- PROBLEMA CURTO 1 -
No trecho sobre a reforma do ensino médio, qual motivo o próprio texto apresenta para a preguiça de se pronunciar sobre o tema? Responda em uma ou duas frases.

- TRECHO SELECIONADO -
Por Elimacuxi
O tema da semana foi a famigerada MP
da Reforma do Ensino Médio, que prevê mudanças importantes naquele nível de
ensino, como a determinação do aumento substancial de sua carga horária, por
exemplo. Confesso que tive preguiça de me pronunciar sobre o tema. Entre
milhares de opiniões de ‘especialistas’ de rede social, viu-se, como tem
acontecido com praticamente todas as questões relevantes do Brasil nos últimos
meses, um debate esvaziado que pode ser resumido da seguinte forma: enquanto muitos
rechaçavam as mudanças, outros repetiam insistentemente que o projeto “era da
Dilma”.

- PROBLEMA CURTO 2 -
Redimensione os registros, de tudo desde o início deles até a linha que contém "287 183 L 297", inclusive. Reescreva essas linhas com os pedidos incluídos, multiplicando por 1,65 cada número das respostas (as coordenadas e as dimensões do viewBox) e arredondando para inteiros, com as metades para cima.

- DADOS EXTRAÍDOS -
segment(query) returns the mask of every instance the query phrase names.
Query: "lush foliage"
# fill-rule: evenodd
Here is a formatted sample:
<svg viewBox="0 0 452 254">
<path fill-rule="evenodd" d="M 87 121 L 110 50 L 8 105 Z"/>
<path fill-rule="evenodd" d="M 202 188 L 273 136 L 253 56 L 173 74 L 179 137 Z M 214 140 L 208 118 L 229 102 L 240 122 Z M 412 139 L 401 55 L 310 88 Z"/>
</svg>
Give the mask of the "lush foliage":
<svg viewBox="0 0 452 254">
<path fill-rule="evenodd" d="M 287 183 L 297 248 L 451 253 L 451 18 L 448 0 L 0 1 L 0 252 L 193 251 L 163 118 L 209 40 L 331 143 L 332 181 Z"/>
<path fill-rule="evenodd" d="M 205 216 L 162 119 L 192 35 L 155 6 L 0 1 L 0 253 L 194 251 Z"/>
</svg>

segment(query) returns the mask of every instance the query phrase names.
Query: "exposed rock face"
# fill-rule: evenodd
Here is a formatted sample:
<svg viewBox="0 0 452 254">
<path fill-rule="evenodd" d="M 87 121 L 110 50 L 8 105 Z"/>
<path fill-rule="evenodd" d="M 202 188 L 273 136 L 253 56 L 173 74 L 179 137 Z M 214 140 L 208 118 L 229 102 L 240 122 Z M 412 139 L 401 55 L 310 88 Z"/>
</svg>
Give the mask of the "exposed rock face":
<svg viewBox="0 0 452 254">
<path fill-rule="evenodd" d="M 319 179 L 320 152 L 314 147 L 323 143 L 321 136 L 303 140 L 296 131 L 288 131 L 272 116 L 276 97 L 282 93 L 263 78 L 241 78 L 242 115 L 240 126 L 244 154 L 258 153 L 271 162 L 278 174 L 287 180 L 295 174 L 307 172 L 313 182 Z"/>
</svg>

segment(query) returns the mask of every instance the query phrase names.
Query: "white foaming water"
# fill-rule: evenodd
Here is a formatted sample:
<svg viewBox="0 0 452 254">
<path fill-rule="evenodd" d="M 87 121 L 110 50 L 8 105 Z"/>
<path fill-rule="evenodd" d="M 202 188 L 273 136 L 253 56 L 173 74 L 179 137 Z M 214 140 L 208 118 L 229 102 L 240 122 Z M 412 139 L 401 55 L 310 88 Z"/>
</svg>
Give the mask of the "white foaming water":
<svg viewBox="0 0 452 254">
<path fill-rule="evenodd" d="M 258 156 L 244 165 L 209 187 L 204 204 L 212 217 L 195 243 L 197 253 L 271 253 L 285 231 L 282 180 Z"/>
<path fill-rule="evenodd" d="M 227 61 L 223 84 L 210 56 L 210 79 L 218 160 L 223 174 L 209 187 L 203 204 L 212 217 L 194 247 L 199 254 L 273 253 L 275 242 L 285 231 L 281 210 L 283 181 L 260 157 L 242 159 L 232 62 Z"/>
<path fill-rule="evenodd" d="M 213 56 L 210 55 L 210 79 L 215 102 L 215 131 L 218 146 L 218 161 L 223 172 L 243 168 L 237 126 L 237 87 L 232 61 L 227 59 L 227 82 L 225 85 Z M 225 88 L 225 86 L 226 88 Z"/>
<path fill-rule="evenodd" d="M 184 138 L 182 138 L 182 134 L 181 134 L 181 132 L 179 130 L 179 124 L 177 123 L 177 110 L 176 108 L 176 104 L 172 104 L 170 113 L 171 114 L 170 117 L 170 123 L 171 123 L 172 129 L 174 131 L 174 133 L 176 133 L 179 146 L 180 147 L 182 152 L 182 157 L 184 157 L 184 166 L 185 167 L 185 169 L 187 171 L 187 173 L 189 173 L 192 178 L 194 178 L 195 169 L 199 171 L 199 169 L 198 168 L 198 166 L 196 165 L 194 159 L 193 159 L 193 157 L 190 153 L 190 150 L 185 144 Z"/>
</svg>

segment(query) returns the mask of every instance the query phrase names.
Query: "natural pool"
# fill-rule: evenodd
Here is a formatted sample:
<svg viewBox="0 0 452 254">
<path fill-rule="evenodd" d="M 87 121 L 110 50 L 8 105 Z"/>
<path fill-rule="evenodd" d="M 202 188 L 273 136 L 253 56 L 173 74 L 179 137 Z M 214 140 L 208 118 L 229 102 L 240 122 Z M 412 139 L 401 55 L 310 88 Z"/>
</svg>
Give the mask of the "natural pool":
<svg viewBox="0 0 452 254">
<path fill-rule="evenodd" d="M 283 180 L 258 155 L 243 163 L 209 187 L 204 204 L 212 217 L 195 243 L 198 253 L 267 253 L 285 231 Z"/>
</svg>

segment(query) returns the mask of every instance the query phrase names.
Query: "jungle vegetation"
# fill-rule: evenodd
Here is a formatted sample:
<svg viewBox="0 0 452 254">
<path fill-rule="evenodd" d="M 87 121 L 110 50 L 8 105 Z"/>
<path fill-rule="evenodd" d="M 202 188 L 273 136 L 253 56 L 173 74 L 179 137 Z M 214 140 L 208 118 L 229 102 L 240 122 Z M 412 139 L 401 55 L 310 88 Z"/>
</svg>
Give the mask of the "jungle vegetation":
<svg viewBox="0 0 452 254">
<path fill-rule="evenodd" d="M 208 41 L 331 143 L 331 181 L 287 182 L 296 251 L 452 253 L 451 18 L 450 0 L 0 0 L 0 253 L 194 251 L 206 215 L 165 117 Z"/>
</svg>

- RESPOSTA FINAL 1 -
Entre milhares de opiniões de "especialistas" de rede social, viu-se um debate esvaziado, como tem acontecido com quase todas as questões relevantes do Brasil nos últimos meses. Muitos rechaçavam as mudanças, e outros repetiam insistentemente que o projeto "era da Dilma".

- RESPOSTA FINAL 2 -
segment(query) returns the mask of every instance the query phrase names.
Query: "lush foliage"
# fill-rule: evenodd
Here is a formatted sample:
<svg viewBox="0 0 452 254">
<path fill-rule="evenodd" d="M 87 121 L 110 50 L 8 105 Z"/>
<path fill-rule="evenodd" d="M 202 188 L 273 136 L 253 56 L 173 74 L 179 137 Z M 214 140 L 208 118 L 229 102 L 240 122 Z M 412 139 L 401 55 L 310 88 Z"/>
</svg>
Give the mask of the "lush foliage":
<svg viewBox="0 0 746 419">
<path fill-rule="evenodd" d="M 474 302 L 490 409 L 744 417 L 744 30 L 739 0 L 0 2 L 0 416 L 318 414 L 269 195 L 345 66 L 546 236 L 548 299 Z"/>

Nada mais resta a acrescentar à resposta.